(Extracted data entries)
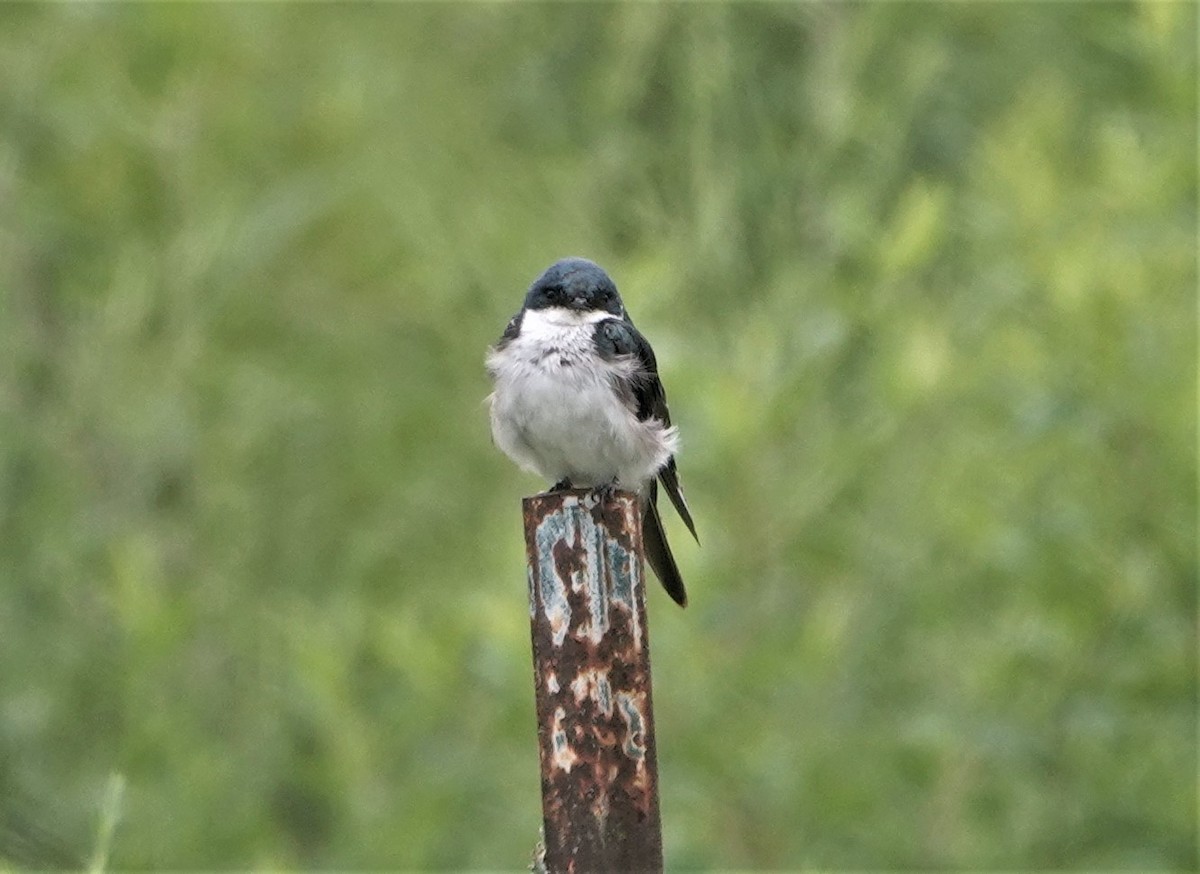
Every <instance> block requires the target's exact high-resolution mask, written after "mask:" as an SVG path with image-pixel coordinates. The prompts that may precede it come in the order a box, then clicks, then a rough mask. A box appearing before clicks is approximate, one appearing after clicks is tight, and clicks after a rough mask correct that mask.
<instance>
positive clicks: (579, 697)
mask: <svg viewBox="0 0 1200 874" xmlns="http://www.w3.org/2000/svg"><path fill="white" fill-rule="evenodd" d="M524 526H526V551H527V558H528V573H529V612H530V623H532V629H533V656H534V675H535V681H536V704H538V741H539V749H540V758H541V792H542V816H544V820H545V833H546V836H545V840H546V857H545V858H546V867H547V870H550V872H572V874H575V873H582V872H607V870H661V869H662V838H661V825H660V821H659V798H658V764H656V756H655V749H654V714H653V707H652V699H650V662H649V641H648V635H647V630H646V600H644V599H646V587H644V576H643V564H642V555H641V540H642V529H641V510H640V503H638V498H637V496H636V495H632V493H629V492H617V493H616V495H613V496H612V498H611V499H610V501H607V502H602V501H601V499H600V497H599V496H598V495H596V493H595V492H592V491H587V490H571V491H564V492H552V493H546V495H536V496H534V497H530V498H526V501H524Z"/></svg>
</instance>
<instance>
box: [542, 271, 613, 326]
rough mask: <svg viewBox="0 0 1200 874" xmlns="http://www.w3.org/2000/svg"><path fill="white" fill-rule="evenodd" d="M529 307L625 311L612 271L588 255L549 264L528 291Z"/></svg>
mask: <svg viewBox="0 0 1200 874" xmlns="http://www.w3.org/2000/svg"><path fill="white" fill-rule="evenodd" d="M524 305H526V309H527V310H546V309H550V307H562V309H565V310H574V311H576V312H580V313H584V312H606V313H608V315H611V316H616V317H617V318H622V317H624V315H625V307H624V306H623V305H622V303H620V295H619V294H618V293H617V286H616V285H613V281H612V280H611V279H608V274H606V273H605V271H604V270H601V269H600V267H599V265H598V264H595V263H593V262H590V261H588V259H587V258H563V259H562V261H557V262H554V263H553V264H551V265H550V267H548V268H546V271H545V273H544V274H542V275H541V276H539V277H538V279H536V280H535V281H534V283H533V285H532V286H529V293H528V294H526V303H524Z"/></svg>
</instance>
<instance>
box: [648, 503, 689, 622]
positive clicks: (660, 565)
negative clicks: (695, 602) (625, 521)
mask: <svg viewBox="0 0 1200 874" xmlns="http://www.w3.org/2000/svg"><path fill="white" fill-rule="evenodd" d="M658 485H659V484H658V483H655V481H653V480H650V496H649V501H647V502H646V510H644V511H643V513H642V547H643V549H644V550H646V561H648V562H649V563H650V567H652V568H654V574H655V576H658V577H659V581H660V582H661V583H662V588H665V589H666V591H667V594H668V595H671V600H673V601H674V603H676V604H678V605H679V606H682V607H685V606H688V589H686V588H684V585H683V577H682V576H680V575H679V568H678V567H677V565H676V563H674V556H672V555H671V547H670V546H667V535H666V532H665V531H662V520H661V519H659V508H658V491H659V490H658Z"/></svg>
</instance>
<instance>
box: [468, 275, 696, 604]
mask: <svg viewBox="0 0 1200 874" xmlns="http://www.w3.org/2000/svg"><path fill="white" fill-rule="evenodd" d="M487 371H488V373H490V375H491V377H492V383H493V385H494V390H493V391H492V395H491V396H490V397H488V403H490V406H491V418H492V438H493V439H494V441H496V444H497V445H498V447H499V448H500V449H502V450H503V451H504V454H505V455H508V456H509V457H510V459H512V460H514V461H515V462H516V463H517V465H520V466H521V467H523V468H524V469H527V471H530V472H533V473H536V474H539V475H541V477H545V478H546V479H548V480H551V481H553V483H554V486H553V487H554V490H562V489H582V487H594V489H612V487H617V486H620V487H624V489H629V490H632V491H636V492H638V495H640V496H641V499H642V544H643V551H644V553H646V558H647V559H648V561H649V563H650V567H652V568H654V573H655V574H656V575H658V577H659V580H661V581H662V587H664V588H666V591H667V594H670V595H671V597H672V598H673V599H674V600H676V603H677V604H679V605H680V606H686V604H688V592H686V589H685V588H684V585H683V579H682V577H680V576H679V568H678V567H677V565H676V561H674V556H672V555H671V547H670V546H667V538H666V532H665V531H664V529H662V520H661V519H660V517H659V510H658V484H659V483H662V487H664V489H665V490H666V493H667V497H670V498H671V503H672V504H674V508H676V509H677V510H678V511H679V515H680V516H682V517H683V521H684V523H685V525H686V526H688V531H690V532H691V535H692V537H696V526H695V523H694V522H692V521H691V513H690V511H689V509H688V502H686V501H684V497H683V491H682V490H680V487H679V474H678V472H677V471H676V462H674V454H676V450H677V449H678V448H679V436H678V432H677V430H676V427H674V426H672V425H671V413H670V412H668V411H667V399H666V395H665V394H664V391H662V383H661V382H660V381H659V371H658V364H656V363H655V360H654V351H653V349H652V348H650V345H649V343H648V342H646V337H643V336H642V335H641V334H640V333H638V330H637V329H636V328H635V327H634V323H632V322H631V321H630V318H629V315H628V313H626V312H625V307H624V305H623V304H622V300H620V295H619V294H618V293H617V286H616V285H613V281H612V280H611V279H608V274H606V273H605V271H604V270H601V269H600V268H599V267H598V265H596V264H594V263H592V262H590V261H587V259H584V258H564V259H563V261H559V262H557V263H554V264H552V265H551V267H550V268H548V269H547V270H546V271H545V273H544V274H542V275H541V276H539V277H538V279H536V280H535V281H534V283H533V285H532V286H530V287H529V292H528V293H527V294H526V299H524V306H522V307H521V312H518V313H517V315H516V316H514V317H512V319H511V321H510V322H509V324H508V327H506V328H505V329H504V334H503V335H502V336H500V339H499V341H498V342H497V343H496V346H493V347H492V348H491V349H490V351H488V353H487ZM698 541H700V539H698V538H697V543H698Z"/></svg>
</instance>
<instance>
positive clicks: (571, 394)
mask: <svg viewBox="0 0 1200 874" xmlns="http://www.w3.org/2000/svg"><path fill="white" fill-rule="evenodd" d="M605 318H611V316H608V313H604V312H595V313H592V312H588V313H581V312H577V311H572V310H566V309H558V307H551V309H546V310H532V311H527V312H526V313H524V317H523V319H522V323H521V334H520V336H518V337H516V339H515V340H512V341H511V342H510V343H508V345H506V346H505V347H504V348H503V349H492V351H491V352H490V353H488V357H487V369H488V371H490V372H491V375H492V379H493V382H494V387H496V390H494V391H493V393H492V396H491V397H490V399H488V400H490V402H491V414H492V437H493V439H494V441H496V444H497V445H498V447H499V448H500V449H502V450H504V453H505V454H506V455H508V456H509V457H510V459H512V460H514V461H515V462H517V463H518V465H521V466H522V467H523V468H526V469H528V471H532V472H534V473H536V474H539V475H541V477H544V478H546V479H547V480H551V481H556V483H557V481H559V480H563V479H569V480H570V481H571V483H572V484H574V485H576V486H592V485H601V484H605V483H610V481H612V480H613V479H616V480H618V481H619V483H620V484H622V485H624V486H625V487H628V489H641V487H642V486H643V485H644V484H646V483H647V481H648V480H649V479H652V478H653V477H654V474H655V473H658V471H659V468H660V467H662V465H665V463H666V462H667V460H668V459H670V457H671V455H672V454H674V451H676V449H677V444H678V437H677V436H676V430H674V429H673V427H665V426H664V424H662V423H661V421H659V420H658V419H649V420H647V421H638V420H637V415H636V414H635V411H634V409H631V408H630V406H628V405H626V403H625V402H624V401H623V400H622V399H620V396H619V395H618V394H617V393H616V391H614V383H616V381H618V379H623V378H628V377H629V376H630V373H631V372H632V371H634V370H635V369H636V366H637V365H636V361H635V360H634V359H630V360H624V361H622V360H618V361H605V360H602V359H601V358H600V357H599V355H598V354H596V352H595V349H594V346H593V342H592V335H593V330H594V325H595V323H596V322H600V321H602V319H605Z"/></svg>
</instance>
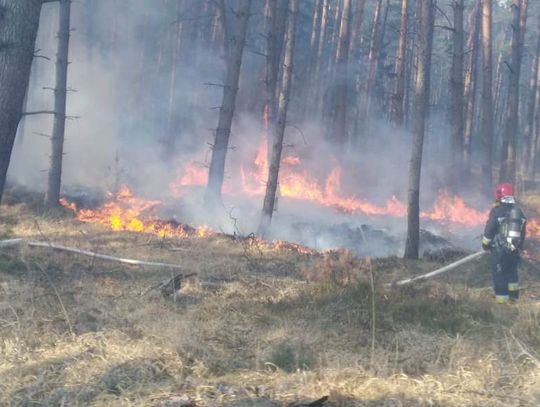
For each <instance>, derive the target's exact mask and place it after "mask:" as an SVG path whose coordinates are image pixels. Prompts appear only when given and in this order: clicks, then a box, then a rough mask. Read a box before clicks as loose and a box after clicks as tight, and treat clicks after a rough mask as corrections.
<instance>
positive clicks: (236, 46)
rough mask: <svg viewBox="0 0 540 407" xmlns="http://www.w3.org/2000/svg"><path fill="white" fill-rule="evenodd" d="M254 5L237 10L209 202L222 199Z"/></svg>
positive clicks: (217, 131)
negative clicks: (253, 5) (236, 96)
mask: <svg viewBox="0 0 540 407" xmlns="http://www.w3.org/2000/svg"><path fill="white" fill-rule="evenodd" d="M250 8H251V0H242V1H241V3H240V8H239V9H238V11H236V12H235V15H236V16H237V19H238V24H237V30H236V32H235V33H234V35H233V36H232V38H231V39H230V47H231V49H230V55H229V57H228V58H227V73H226V79H225V87H224V89H223V102H222V104H221V109H220V111H219V119H218V126H217V129H216V136H215V141H214V145H213V148H212V160H211V162H210V170H209V173H208V185H207V188H206V196H205V201H206V203H219V202H221V187H222V186H223V178H224V173H225V159H226V157H227V150H228V148H229V136H230V134H231V125H232V119H233V116H234V108H235V104H236V94H237V92H238V83H239V79H240V68H241V65H242V54H243V51H244V44H245V41H246V31H247V26H248V20H249V13H250Z"/></svg>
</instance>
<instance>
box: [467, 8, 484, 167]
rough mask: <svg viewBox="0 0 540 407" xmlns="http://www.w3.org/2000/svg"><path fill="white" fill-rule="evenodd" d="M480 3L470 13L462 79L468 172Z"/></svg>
mask: <svg viewBox="0 0 540 407" xmlns="http://www.w3.org/2000/svg"><path fill="white" fill-rule="evenodd" d="M480 17H481V14H480V2H477V3H476V5H475V7H474V10H473V11H472V13H471V22H470V24H469V26H470V32H469V38H468V39H467V51H466V54H467V55H468V57H467V64H466V69H465V79H464V100H465V101H464V104H465V112H464V114H465V125H464V133H463V169H464V172H465V174H468V173H469V172H470V165H471V142H472V133H473V129H474V113H475V110H476V86H477V82H478V81H477V71H478V69H477V62H478V48H479V44H478V42H479V39H480V21H481V20H480Z"/></svg>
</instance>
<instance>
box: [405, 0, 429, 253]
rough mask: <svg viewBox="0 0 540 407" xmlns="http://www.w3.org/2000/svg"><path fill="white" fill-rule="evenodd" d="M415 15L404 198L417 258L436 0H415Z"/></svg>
mask: <svg viewBox="0 0 540 407" xmlns="http://www.w3.org/2000/svg"><path fill="white" fill-rule="evenodd" d="M417 2H418V3H417V15H416V39H415V42H416V44H415V46H416V53H417V57H416V61H417V68H416V78H415V85H414V102H413V109H414V116H413V146H412V153H411V161H410V163H409V193H408V201H407V240H406V242H405V255H404V257H405V258H408V259H416V258H418V249H419V244H420V175H421V170H422V152H423V148H424V133H425V130H426V116H427V113H428V106H429V90H430V79H431V78H430V69H431V51H432V47H433V24H434V15H435V13H434V7H435V0H417Z"/></svg>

**What this task involves:** Above are the records; from them, give again exactly the lines from the one containing "positive clicks: (236, 46)" to the one containing "positive clicks: (217, 131)", both lines included, and nothing more.

**Exercise answer:**
positive clicks: (236, 46)
rough mask: <svg viewBox="0 0 540 407" xmlns="http://www.w3.org/2000/svg"><path fill="white" fill-rule="evenodd" d="M254 5L237 10L209 202L222 199Z"/></svg>
positive clicks: (217, 131)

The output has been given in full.